WORK TO COMPLETE:
Return every line of the rows below as a JSON list of strings, one string per line, skipping blank lines. Leave the pictures out.

(Rows from a data source)
------------------------------------------------------------
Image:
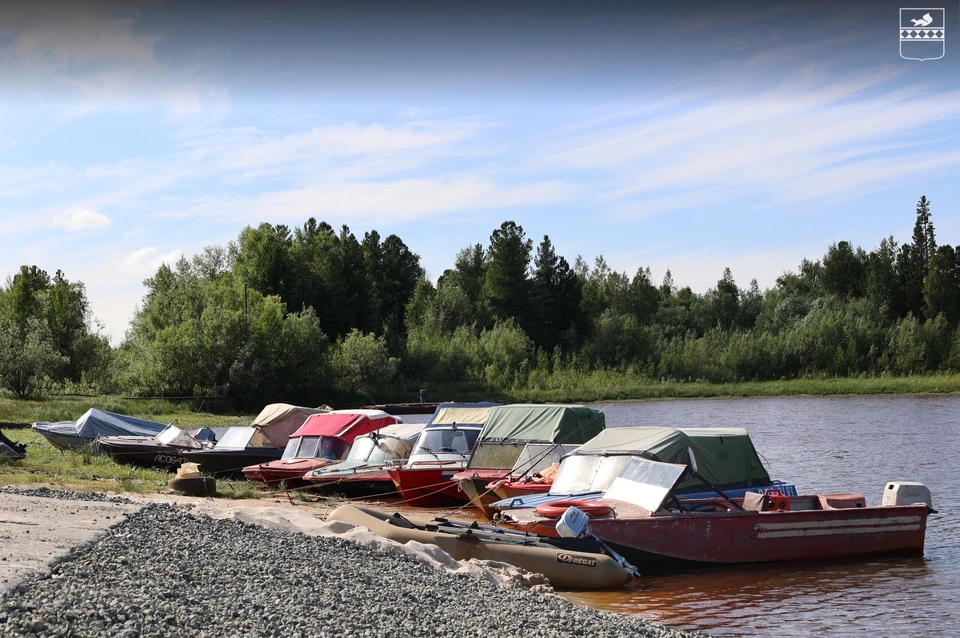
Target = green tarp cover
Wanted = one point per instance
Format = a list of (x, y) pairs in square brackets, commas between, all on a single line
[(725, 456), (552, 423)]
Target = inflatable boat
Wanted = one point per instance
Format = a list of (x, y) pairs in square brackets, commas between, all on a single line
[(578, 563)]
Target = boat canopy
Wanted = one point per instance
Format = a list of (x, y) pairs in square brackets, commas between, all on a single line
[(172, 435), (346, 425), (553, 423), (466, 414), (278, 421), (724, 456), (96, 423)]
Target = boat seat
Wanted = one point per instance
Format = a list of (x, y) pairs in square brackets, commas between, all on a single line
[(805, 503), (842, 501), (753, 502)]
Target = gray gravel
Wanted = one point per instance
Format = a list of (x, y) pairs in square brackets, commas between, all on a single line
[(165, 572)]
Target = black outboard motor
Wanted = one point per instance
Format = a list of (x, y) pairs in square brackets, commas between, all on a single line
[(12, 449)]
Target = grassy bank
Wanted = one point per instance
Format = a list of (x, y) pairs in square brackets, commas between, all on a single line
[(47, 466), (612, 386)]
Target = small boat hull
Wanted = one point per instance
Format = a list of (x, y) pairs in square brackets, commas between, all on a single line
[(427, 487), (371, 483), (230, 463), (566, 568), (142, 454), (289, 472)]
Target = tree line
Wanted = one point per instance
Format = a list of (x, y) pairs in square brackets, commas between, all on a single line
[(305, 313)]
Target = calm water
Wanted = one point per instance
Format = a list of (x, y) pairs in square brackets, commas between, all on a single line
[(836, 444)]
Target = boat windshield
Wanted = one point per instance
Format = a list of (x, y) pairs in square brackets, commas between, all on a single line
[(645, 483), (236, 438), (435, 440), (315, 447), (582, 473), (539, 456), (173, 435), (362, 448)]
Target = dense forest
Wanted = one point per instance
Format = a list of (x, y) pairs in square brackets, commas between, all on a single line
[(307, 313)]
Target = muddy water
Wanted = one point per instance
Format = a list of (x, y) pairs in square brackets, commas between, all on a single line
[(833, 444)]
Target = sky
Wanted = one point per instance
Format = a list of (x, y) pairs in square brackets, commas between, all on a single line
[(690, 136)]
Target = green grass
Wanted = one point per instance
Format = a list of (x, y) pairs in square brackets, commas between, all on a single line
[(619, 386)]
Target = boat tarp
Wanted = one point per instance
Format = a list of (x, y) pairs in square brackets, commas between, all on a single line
[(96, 423), (173, 435), (278, 421), (725, 456), (346, 425), (461, 414), (554, 423)]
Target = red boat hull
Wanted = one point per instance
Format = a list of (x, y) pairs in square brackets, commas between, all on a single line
[(366, 483), (428, 487), (275, 472), (698, 538)]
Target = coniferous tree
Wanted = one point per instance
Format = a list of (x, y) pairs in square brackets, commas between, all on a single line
[(941, 290), (557, 293), (506, 281), (918, 256)]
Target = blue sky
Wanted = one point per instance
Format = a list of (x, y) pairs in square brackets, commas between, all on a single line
[(747, 135)]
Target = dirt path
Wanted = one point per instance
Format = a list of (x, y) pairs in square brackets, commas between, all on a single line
[(35, 531)]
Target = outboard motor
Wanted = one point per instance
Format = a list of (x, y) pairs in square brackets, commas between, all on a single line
[(573, 524), (906, 493)]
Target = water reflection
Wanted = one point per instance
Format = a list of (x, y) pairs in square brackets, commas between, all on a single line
[(764, 600)]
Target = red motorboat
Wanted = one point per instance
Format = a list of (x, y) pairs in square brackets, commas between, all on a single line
[(321, 440), (443, 449), (363, 472), (758, 528)]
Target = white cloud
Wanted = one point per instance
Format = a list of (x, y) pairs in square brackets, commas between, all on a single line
[(806, 139), (374, 202), (81, 219), (147, 260), (349, 139)]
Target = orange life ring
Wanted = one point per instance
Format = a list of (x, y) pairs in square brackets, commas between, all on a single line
[(555, 509)]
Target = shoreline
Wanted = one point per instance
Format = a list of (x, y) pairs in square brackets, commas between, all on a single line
[(166, 570)]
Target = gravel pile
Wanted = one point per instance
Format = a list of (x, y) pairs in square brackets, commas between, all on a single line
[(165, 572), (64, 495)]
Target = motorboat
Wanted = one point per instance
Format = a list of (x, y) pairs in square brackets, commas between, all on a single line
[(260, 442), (507, 431), (725, 457), (444, 448), (321, 440), (578, 563), (362, 472), (641, 518), (75, 435), (164, 451)]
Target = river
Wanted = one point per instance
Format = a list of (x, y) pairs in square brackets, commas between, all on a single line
[(823, 444)]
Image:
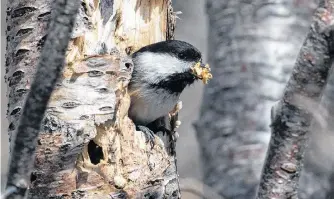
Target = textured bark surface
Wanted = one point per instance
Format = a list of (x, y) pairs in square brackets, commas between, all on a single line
[(291, 120), (252, 48), (88, 147), (316, 179), (49, 69)]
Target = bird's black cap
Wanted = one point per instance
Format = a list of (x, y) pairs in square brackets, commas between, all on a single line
[(176, 48)]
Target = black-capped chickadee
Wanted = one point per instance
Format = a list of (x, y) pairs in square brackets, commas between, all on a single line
[(161, 72)]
------------------------------------------------------------
FINISHED EXERCISE:
[
  "Image:",
  "Target = green tarp cover",
  "Wanted = one point per instance",
  "Format = a list of (x, y) pairs in square brackets, commas between, all on a single line",
  "[(725, 456), (552, 423)]",
  "Target = inflatable boat",
  "Wanted = one point per instance",
  "Format = a list of (x, y) pairs in square brackets, commas between, all on a single line",
  "[(578, 563)]",
  "Target = boat canopy",
  "Wanted = one point per instance",
  "Format = a list of (x, y) pairs in square brackets, commas between, all on a single line",
  "[(172, 435), (346, 425), (553, 423), (466, 414), (278, 421), (724, 456), (96, 423)]",
  "Target = boat seat",
  "Wanted = one point per instance",
  "Format = a list of (x, y) pairs in square brackets, commas between, all on a single line",
  "[(805, 503), (842, 501), (753, 502)]",
  "Target = gray gravel",
  "Wanted = one point per instance",
  "Format = a list of (x, y) pairs in square brackets, commas between, all on a single line",
  "[(165, 572)]",
  "Target = black outboard motor",
  "Wanted = one point per instance",
  "Format = a list of (x, y) pairs in square brackets, commas between, all on a single line",
  "[(12, 449)]",
  "Target = grassy bank",
  "Wanted = one point per instance",
  "Format = a list of (x, y) pairs in square brackets, commas between, all on a single line",
  "[(47, 466), (612, 386)]",
  "Target = small boat hull",
  "Wanted = one point per instance",
  "Format = a list of (x, y) pairs in square brackets, commas between, all on a single line",
  "[(427, 487), (371, 483), (230, 463), (566, 568), (142, 454), (289, 472)]",
  "Target = tree line",
  "Wanted = one point per instance",
  "Format = a list of (x, y) pairs in square brackets, commas between, all on a single line",
  "[(305, 313)]",
  "Target = calm water",
  "Wanted = one point per instance",
  "Format = a list of (x, y) pairs in square brackets, commas between, all on a single line",
  "[(836, 444)]",
  "Target = boat windshield",
  "Wanted = one point per instance",
  "Format = a list of (x, y) pairs in square brackets, commas between, all on a single line",
  "[(645, 483), (236, 438), (435, 440), (315, 447), (582, 473), (539, 456), (173, 435), (362, 448)]",
  "Target = dense forest",
  "Wanted = one point per instance",
  "Format = a list of (x, y) pairs in square brackets, commas between, all on a single line",
  "[(307, 313)]",
  "Target = muddy water",
  "Wanted = one point per instance",
  "Format = a list of (x, y) pairs in square brackets, commas between, all on a single line",
  "[(833, 444)]",
  "Target = sky",
  "Wanted = one point per instance",
  "Format = a list of (x, y) pairs in square brackets, commas between, all on a single line",
  "[(690, 136)]",
  "Target = green grass",
  "Wanted = one point per instance",
  "Format = a list of (x, y) pairs in square brackets, commas between, all on a single line",
  "[(619, 386)]",
  "Target = boat tarp",
  "Wanted = one point per instance",
  "Format = a list of (x, y) pairs in square brackets, commas between, all on a single line",
  "[(96, 423), (173, 435), (278, 421), (725, 456), (346, 425), (461, 414), (554, 423)]",
  "Target = red boat hull",
  "Wanted = one point per instance",
  "Format = a list of (x, y) pairs in square brackets, commas between, all on a single line",
  "[(366, 483), (428, 487), (275, 472), (698, 538)]",
  "Target = coniferous tree",
  "Wanted = one point per instance",
  "Format = a list of (x, y) pairs in square brackets, commas between, all on a single line",
  "[(941, 290), (557, 293), (506, 281), (918, 256)]",
  "Target = blue sky",
  "Wanted = one point per instance",
  "Format = a list of (x, y) pairs in square brackets, commas between, all on a single line",
  "[(747, 135)]",
  "Target = dirt path",
  "Wanted = one point per instance",
  "Format = a list of (x, y) pairs in square brackets, commas between, all on a single line",
  "[(35, 531)]",
  "Target = outboard motor",
  "Wanted = one point per instance",
  "Format = a list of (x, y) pairs in square brackets, commas between, all on a single line",
  "[(573, 524), (906, 493)]",
  "Target = water reflection",
  "Wanted = one point per instance",
  "Format = a list of (x, y) pairs in square brackets, commas between, all on a single line",
  "[(764, 600)]",
  "Target = red motorboat",
  "Wanted = one point per instance",
  "Format = a list of (x, y) pairs in square brackets, commas between, all on a single line",
  "[(321, 440), (443, 449), (363, 472), (758, 528)]",
  "Target = white cloud",
  "Wanted = one point per instance",
  "Format = a list of (x, y) pairs in square brackets, commas between, all on a single line",
  "[(806, 139), (374, 202), (81, 219), (147, 260), (349, 139)]",
  "Target = orange life ring",
  "Wanted = one point per instance",
  "Format = a list of (x, y) pairs in square brackets, commas between, all on a single line",
  "[(555, 509)]",
  "Target = shoreline",
  "Wanted = one point per instance",
  "Format = a list of (x, y) pairs in square brackets, commas between, all on a single line",
  "[(166, 570)]",
  "Target = gravel pile",
  "Wanted = one point per instance",
  "Format = a list of (x, y) pairs in square brackets, commas between, all on a single line",
  "[(165, 572), (64, 495)]",
  "Target = motorboat",
  "Wanted = one point per instance",
  "Format = a list of (x, y) pairs in square brackets, commas between, all on a single line",
  "[(260, 442), (507, 431), (725, 457), (444, 448), (321, 440), (578, 563), (362, 472), (641, 518), (75, 435), (164, 451)]",
  "Target = river",
  "Wanted = one point per instance",
  "Format = a list of (x, y) pairs in square brackets, commas between, all on a single line",
  "[(823, 444)]",
  "Image:",
  "Target = textured bark surface",
  "Wanted = one point per instance",
  "Format = a list of (x, y) pairs in square brackets, commas between, all on a single line",
  "[(291, 120), (252, 48), (88, 147), (316, 179), (49, 69)]",
  "Target = bird's black cap",
  "Wanted = one point per instance",
  "Format = a list of (x, y) pairs in square brackets, commas between, all on a single line",
  "[(176, 48)]",
  "Target = black-capped chickadee",
  "Wanted = one point per instance",
  "Format = a list of (x, y) pairs in square brackets, commas between, all on a single line",
  "[(161, 72)]"
]